↓↓↓

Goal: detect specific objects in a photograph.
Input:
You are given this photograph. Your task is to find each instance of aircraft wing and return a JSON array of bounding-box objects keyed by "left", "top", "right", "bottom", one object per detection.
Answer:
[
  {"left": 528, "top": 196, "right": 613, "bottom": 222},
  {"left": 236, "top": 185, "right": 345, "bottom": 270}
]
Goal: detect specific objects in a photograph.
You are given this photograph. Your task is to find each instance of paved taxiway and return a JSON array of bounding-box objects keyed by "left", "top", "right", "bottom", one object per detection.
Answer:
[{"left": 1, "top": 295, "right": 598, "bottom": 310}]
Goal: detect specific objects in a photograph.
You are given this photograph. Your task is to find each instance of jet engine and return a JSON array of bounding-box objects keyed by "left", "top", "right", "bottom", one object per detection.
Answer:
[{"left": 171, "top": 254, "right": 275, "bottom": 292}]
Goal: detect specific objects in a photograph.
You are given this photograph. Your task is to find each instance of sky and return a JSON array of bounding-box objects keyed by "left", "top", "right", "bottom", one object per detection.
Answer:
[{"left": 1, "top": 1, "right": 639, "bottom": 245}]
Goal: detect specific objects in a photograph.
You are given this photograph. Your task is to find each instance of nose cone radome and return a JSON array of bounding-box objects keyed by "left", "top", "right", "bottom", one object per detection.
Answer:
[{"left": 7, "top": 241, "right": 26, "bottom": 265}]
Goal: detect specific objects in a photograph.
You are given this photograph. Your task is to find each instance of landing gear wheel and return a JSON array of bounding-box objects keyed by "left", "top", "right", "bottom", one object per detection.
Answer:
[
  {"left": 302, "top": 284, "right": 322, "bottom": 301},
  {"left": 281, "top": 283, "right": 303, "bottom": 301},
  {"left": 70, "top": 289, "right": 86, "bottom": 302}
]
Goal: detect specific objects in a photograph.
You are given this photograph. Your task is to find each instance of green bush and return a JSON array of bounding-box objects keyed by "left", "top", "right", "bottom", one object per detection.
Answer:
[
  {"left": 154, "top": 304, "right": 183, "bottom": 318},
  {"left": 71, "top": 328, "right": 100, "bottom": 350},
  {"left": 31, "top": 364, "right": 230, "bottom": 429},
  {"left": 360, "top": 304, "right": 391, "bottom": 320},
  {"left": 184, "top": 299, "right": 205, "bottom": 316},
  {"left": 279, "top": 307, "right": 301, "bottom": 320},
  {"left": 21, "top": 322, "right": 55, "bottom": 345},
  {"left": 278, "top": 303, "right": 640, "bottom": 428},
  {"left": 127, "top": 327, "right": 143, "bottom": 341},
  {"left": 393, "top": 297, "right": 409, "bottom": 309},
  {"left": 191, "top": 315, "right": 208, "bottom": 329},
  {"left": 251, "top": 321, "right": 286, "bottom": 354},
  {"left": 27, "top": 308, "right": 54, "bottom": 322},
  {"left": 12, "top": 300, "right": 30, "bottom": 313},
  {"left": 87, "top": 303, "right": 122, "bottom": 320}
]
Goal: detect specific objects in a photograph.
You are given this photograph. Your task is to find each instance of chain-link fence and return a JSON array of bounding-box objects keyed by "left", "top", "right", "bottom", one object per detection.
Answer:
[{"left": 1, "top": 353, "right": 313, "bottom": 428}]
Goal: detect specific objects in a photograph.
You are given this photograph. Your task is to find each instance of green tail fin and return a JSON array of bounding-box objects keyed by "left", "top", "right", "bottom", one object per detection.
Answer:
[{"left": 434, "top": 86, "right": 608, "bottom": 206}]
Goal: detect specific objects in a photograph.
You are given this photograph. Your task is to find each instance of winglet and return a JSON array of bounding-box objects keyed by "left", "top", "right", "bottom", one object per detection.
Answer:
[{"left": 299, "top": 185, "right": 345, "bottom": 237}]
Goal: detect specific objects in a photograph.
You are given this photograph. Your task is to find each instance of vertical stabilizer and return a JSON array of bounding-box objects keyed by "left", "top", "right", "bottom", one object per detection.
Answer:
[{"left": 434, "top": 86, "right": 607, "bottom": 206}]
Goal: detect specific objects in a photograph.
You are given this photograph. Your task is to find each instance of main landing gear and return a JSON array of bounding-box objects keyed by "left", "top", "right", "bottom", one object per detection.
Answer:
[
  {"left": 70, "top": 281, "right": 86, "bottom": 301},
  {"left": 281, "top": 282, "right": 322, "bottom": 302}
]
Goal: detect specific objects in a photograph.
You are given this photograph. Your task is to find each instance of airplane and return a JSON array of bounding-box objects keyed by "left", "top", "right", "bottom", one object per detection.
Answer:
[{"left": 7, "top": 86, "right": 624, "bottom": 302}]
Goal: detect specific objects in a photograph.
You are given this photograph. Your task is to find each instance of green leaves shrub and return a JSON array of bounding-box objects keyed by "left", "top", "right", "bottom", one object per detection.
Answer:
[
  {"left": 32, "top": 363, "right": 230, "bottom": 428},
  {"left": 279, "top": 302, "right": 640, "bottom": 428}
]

↑↑↑

All of the material is to be copied word for word.

* The completed task:
Goal: detect specific objects in a photograph.
Input:
You are given this photograph. Your task is to find each instance of aircraft wing and return a JSON array of bounding-box objects keyed by "left", "top", "right", "bottom", one object per detection.
Answer:
[
  {"left": 528, "top": 196, "right": 613, "bottom": 222},
  {"left": 236, "top": 185, "right": 345, "bottom": 270}
]
Goal: detect specific objects in a photograph.
You are given this photograph. Your task is to find each instance of paved taxiway and return a JSON array of bounding-box objects keyed by "left", "top", "right", "bottom", one object per detection.
Answer:
[{"left": 1, "top": 295, "right": 598, "bottom": 310}]
Goal: detect specific objects in a photograph.
You are given this photograph. Your task is to find each instance of jet engine and return a JSON array of bounding-box objects keyed by "left", "top", "right", "bottom", one object per detection.
Answer:
[{"left": 171, "top": 254, "right": 275, "bottom": 292}]
Goal: detect specific objects in a photograph.
You are given this photograph. Your task is to find each instance of sky and return a JSON array of bounding-box objects keyed by "left", "top", "right", "bottom", one object per detection.
Answer:
[{"left": 1, "top": 1, "right": 639, "bottom": 245}]
Goal: detect specific objects in a photograph.
You are given this photograph. Your task is to find each instance of nose cone radome and return a JSON array of bounding-box objects keyed by "left", "top", "right", "bottom", one object per detection.
Answer:
[{"left": 7, "top": 241, "right": 26, "bottom": 265}]
Goal: detect specific objects in a photograph.
You are given this photograph. Your task is to find each instance of landing gear wheel and return a JSON array of bounding-box objects keyed by "left", "top", "right", "bottom", one object per detection.
Answer:
[
  {"left": 302, "top": 284, "right": 322, "bottom": 301},
  {"left": 281, "top": 283, "right": 303, "bottom": 301},
  {"left": 70, "top": 289, "right": 86, "bottom": 302}
]
Goal: detect specific objects in a photograph.
You are given this photograph. Your task is to find each instance of green bush and return a JSON array of bounding-box objects keyed by "left", "top", "right", "bottom", one object per detection.
Answer:
[
  {"left": 154, "top": 304, "right": 183, "bottom": 318},
  {"left": 71, "top": 328, "right": 100, "bottom": 350},
  {"left": 31, "top": 364, "right": 230, "bottom": 429},
  {"left": 360, "top": 304, "right": 391, "bottom": 320},
  {"left": 184, "top": 299, "right": 205, "bottom": 316},
  {"left": 279, "top": 307, "right": 301, "bottom": 320},
  {"left": 21, "top": 322, "right": 55, "bottom": 345},
  {"left": 278, "top": 303, "right": 640, "bottom": 428},
  {"left": 127, "top": 327, "right": 143, "bottom": 341},
  {"left": 393, "top": 297, "right": 409, "bottom": 309},
  {"left": 191, "top": 315, "right": 208, "bottom": 329},
  {"left": 251, "top": 321, "right": 286, "bottom": 354},
  {"left": 27, "top": 308, "right": 54, "bottom": 322},
  {"left": 12, "top": 300, "right": 30, "bottom": 313},
  {"left": 87, "top": 303, "right": 122, "bottom": 320}
]
Goal: detect specific objects in a photograph.
You are given this photograph. Your task is to find each instance of chain-link fence and return a JSON array of bounding-box objects keyed by "left", "top", "right", "bottom", one object per detection.
Answer:
[{"left": 1, "top": 353, "right": 313, "bottom": 428}]
Goal: detect specific objects in a photograph.
You are given this photograph. Your task is to find each instance of green tail fin and return a JSON array of bounding-box objects keyed by "left", "top", "right", "bottom", one object per detection.
Answer:
[{"left": 434, "top": 86, "right": 608, "bottom": 206}]
Goal: detect specific objects in a photograph.
You are given this photograph. Your task is to find each instance of winglet and return a JSON array of bounding-box objects keyed by "left", "top", "right", "bottom", one object per detection.
Answer:
[{"left": 299, "top": 185, "right": 345, "bottom": 237}]
Goal: detect specific objects in a photograph.
You are given this photograph. Your task is to find each instance of vertical stabilizer and return a JSON array of bounding-box objects keyed by "left", "top", "right", "bottom", one object per detection.
Answer:
[{"left": 434, "top": 86, "right": 607, "bottom": 206}]
Goal: detect specific objects in a photograph.
You are given this photograph. Your task is to find each instance of main landing gear and return a JSON array of bounding-box objects keyed by "left", "top", "right", "bottom", one object per detection.
Answer:
[
  {"left": 70, "top": 281, "right": 86, "bottom": 301},
  {"left": 281, "top": 282, "right": 322, "bottom": 302}
]
Goal: detect specific objects in a photograph.
You are given this photograph. Your task is to find each instance of airplane and return a JSON array of bounding-box objects keyed by "left", "top", "right", "bottom", one object per detection.
Answer:
[{"left": 7, "top": 86, "right": 624, "bottom": 302}]
Goal: detect specific objects in a photograph.
You are given this photograph. Your task is to find each instance of green leaves shrub and return a JSON array of bounding-box objects keyed by "left", "top", "right", "bottom", one object per detection.
Answer:
[
  {"left": 32, "top": 363, "right": 230, "bottom": 428},
  {"left": 279, "top": 302, "right": 640, "bottom": 428}
]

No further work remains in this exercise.